◆ REQUEST:
Extract every line of the listing below that contains the string "field". The match is case-sensitive.

◆ STORED RECORDS:
↓

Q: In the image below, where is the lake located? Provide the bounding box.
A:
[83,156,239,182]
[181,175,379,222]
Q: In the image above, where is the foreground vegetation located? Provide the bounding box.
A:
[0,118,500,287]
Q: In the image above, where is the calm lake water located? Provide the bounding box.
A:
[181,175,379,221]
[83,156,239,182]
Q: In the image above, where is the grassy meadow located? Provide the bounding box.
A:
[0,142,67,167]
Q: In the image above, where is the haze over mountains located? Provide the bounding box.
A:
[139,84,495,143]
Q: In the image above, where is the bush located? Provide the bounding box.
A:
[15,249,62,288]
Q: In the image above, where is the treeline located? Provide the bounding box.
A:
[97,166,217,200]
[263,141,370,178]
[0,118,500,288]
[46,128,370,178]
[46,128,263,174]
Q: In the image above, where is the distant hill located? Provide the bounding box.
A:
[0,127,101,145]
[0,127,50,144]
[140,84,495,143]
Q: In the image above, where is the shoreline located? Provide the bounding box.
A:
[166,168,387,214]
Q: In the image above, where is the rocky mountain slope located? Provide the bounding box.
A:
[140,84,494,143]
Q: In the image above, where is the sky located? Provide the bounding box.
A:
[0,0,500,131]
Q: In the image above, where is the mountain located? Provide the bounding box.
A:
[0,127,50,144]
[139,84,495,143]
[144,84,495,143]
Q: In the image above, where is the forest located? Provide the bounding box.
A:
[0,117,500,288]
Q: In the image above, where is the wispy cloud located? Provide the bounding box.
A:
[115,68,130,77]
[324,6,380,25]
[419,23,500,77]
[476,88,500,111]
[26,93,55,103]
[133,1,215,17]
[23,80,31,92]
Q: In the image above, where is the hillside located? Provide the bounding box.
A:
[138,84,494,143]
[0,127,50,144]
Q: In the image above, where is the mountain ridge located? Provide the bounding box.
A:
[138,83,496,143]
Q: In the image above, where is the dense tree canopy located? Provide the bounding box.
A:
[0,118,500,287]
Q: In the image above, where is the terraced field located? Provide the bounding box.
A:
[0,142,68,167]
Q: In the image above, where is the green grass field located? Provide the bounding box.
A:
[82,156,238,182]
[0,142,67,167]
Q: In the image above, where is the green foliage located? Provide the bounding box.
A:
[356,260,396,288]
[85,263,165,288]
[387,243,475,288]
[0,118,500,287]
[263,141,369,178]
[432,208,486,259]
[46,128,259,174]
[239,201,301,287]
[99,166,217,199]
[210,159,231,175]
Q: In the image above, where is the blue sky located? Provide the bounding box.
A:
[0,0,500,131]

↑

◆ SOLUTION BELOW:
Q: In the image above, where is the terraced field located? Provide the bounding box.
Q: In the image above, where is the green grass field located? Provide the bounding box.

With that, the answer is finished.